START INPUT DATA

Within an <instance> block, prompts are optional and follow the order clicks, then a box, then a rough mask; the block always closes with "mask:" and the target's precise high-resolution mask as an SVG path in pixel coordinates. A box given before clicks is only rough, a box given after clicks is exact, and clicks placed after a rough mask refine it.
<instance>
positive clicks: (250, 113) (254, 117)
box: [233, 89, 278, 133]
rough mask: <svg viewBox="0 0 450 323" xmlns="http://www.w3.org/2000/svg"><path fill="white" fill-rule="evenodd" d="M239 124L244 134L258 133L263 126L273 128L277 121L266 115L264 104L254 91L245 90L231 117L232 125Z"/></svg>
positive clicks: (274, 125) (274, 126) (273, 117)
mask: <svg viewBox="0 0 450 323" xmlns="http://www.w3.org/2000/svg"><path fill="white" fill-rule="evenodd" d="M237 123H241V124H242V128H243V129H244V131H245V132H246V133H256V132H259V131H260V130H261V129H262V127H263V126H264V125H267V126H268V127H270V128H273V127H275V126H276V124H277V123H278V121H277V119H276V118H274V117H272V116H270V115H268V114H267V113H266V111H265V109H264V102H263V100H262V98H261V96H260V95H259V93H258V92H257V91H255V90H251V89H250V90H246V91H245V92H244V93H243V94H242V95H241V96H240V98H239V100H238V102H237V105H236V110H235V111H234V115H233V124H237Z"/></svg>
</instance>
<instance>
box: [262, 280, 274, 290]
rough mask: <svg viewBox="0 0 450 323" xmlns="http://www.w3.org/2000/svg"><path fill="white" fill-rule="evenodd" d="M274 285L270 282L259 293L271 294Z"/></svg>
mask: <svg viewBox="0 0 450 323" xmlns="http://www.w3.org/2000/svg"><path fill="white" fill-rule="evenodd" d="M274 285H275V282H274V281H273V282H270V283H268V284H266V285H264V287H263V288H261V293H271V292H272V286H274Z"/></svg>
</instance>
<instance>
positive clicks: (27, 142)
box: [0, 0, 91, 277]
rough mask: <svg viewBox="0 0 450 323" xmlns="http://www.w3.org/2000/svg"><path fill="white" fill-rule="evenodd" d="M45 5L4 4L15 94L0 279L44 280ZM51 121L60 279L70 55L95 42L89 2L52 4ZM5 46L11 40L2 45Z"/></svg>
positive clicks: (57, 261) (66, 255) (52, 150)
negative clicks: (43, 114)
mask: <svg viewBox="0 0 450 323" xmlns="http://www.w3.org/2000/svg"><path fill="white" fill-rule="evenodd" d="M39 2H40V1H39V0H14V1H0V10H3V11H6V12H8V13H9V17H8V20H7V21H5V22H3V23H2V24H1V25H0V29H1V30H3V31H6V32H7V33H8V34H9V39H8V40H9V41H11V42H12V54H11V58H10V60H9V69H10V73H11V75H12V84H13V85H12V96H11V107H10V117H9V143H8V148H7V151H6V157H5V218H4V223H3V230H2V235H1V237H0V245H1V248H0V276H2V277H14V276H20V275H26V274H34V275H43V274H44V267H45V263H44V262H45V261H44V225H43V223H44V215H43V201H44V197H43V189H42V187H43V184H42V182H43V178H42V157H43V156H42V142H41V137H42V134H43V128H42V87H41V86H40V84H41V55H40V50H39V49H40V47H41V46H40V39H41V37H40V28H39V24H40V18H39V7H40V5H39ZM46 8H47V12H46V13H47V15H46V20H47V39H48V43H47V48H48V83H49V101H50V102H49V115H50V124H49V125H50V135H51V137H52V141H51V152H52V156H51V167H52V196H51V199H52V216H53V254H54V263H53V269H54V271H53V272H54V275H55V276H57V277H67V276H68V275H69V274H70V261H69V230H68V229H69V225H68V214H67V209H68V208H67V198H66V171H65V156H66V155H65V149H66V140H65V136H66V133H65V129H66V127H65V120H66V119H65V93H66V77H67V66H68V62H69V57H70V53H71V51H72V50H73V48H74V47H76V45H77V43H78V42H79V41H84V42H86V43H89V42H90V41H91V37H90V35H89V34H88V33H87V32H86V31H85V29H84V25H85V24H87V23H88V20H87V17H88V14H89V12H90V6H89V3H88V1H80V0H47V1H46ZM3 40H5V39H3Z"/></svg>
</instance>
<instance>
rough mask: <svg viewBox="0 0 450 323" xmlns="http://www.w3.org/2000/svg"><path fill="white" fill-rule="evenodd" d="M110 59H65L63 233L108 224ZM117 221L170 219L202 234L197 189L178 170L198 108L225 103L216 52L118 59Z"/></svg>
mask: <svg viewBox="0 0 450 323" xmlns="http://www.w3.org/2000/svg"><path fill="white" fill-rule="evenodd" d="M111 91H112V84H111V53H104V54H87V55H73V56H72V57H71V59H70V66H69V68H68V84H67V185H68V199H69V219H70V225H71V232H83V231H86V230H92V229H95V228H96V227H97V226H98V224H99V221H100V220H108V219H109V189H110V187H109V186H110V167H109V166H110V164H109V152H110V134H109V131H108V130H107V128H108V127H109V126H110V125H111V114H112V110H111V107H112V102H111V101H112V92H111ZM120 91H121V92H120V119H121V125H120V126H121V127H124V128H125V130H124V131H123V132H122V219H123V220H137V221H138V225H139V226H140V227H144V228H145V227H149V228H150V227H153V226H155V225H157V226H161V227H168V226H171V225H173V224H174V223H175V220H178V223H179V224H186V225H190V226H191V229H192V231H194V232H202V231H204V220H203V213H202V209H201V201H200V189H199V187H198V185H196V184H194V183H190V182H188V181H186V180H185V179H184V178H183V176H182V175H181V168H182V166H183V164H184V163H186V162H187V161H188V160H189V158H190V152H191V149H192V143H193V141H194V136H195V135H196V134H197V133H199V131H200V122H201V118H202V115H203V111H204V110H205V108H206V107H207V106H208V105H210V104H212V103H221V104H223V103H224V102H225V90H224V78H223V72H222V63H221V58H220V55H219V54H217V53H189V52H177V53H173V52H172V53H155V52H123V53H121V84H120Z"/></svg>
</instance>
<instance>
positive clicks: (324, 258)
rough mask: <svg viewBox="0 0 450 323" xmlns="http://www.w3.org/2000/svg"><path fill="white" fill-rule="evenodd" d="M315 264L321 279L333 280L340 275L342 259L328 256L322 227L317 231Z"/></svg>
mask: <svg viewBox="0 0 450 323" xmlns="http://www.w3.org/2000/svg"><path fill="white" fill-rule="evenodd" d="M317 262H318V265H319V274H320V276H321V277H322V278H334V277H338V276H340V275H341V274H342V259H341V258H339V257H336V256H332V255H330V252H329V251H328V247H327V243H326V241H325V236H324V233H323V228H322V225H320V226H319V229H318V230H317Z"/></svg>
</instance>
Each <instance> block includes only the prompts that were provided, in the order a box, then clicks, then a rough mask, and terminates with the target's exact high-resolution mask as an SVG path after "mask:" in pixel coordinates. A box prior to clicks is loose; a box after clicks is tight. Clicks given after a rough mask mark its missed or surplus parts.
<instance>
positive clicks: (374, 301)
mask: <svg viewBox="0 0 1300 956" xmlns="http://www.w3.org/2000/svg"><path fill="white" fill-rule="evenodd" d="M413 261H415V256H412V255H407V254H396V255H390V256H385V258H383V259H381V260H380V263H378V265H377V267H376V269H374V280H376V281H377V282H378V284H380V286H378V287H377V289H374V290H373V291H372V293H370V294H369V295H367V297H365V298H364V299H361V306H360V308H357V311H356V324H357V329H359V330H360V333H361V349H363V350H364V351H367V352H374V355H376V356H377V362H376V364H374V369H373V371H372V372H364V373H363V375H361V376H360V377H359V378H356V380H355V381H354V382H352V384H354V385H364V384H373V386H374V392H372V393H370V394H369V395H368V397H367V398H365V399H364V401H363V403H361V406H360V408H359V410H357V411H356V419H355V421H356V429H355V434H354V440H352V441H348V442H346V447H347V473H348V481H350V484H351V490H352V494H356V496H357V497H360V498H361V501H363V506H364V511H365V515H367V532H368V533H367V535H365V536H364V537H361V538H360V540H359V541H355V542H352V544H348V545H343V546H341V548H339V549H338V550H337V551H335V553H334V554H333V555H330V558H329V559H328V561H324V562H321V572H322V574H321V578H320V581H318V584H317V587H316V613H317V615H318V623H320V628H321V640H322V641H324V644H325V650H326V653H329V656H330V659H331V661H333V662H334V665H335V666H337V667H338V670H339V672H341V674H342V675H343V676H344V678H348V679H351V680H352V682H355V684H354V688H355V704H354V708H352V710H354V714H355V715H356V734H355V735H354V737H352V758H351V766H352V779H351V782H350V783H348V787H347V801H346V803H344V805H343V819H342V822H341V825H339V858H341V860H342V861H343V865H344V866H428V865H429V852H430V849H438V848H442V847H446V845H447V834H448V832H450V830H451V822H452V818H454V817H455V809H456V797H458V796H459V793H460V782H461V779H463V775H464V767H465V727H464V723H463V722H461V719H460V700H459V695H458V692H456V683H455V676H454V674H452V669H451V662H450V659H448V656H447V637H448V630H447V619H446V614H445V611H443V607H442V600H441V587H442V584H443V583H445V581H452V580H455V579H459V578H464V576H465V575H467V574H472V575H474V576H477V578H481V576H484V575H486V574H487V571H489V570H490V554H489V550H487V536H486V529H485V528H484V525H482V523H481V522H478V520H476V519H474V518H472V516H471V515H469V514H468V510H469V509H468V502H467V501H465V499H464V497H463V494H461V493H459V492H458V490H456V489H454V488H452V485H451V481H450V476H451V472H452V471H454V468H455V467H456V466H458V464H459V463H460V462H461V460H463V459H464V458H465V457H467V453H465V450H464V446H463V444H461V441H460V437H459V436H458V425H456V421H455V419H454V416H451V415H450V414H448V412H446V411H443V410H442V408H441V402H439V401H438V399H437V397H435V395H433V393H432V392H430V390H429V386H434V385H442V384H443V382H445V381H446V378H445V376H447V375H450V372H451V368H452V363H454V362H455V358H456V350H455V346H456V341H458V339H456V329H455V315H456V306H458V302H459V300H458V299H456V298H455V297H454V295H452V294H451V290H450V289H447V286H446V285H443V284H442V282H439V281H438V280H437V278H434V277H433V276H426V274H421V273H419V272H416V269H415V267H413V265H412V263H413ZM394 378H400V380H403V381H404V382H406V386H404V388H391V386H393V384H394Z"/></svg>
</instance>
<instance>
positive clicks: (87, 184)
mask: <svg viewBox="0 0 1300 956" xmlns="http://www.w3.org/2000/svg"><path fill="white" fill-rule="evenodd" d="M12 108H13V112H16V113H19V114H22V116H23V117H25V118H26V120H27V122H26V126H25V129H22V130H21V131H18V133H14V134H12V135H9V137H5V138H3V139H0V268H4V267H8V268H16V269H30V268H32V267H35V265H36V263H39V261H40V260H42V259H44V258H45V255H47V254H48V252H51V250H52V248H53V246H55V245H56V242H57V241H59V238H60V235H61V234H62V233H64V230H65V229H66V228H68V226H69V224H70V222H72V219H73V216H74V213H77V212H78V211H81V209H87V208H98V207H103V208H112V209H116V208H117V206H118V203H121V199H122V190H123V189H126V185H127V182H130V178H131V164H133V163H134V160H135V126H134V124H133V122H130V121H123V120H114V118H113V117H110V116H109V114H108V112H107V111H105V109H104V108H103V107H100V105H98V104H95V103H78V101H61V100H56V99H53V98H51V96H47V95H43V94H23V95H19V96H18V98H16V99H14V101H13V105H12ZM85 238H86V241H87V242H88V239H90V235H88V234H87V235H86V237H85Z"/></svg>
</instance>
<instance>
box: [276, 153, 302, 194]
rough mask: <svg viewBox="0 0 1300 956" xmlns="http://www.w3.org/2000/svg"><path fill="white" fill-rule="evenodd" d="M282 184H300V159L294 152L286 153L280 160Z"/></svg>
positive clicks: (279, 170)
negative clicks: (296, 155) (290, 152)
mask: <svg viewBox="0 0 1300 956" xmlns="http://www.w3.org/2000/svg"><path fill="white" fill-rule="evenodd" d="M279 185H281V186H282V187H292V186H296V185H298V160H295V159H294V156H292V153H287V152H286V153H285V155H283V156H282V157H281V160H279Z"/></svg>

END INPUT DATA

DESCRIPTION OF THE TASK:
Look through the data above and report every line in which "prompts" appears.

RESULT OF THE TASK:
Within an <instance> block, prompts are optional and follow the order clicks, then a box, then a rough mask; the block always closes with "mask:" and the target's precise high-resolution mask as an SVG path in pixel coordinates. A box given before clicks is only rough, a box given after clicks is exact, and clicks placed after a rough mask refine it.
Each <instance> block includes only the prompts that were provided, in the order a box, then clicks, then a rough mask, and terminates with the target's exact high-resolution mask as an SVG path after "mask:" in pixel coordinates. A box prior to clicks is loose; a box after clicks is tight. Clicks given after a rough mask mark its missed or surplus parts.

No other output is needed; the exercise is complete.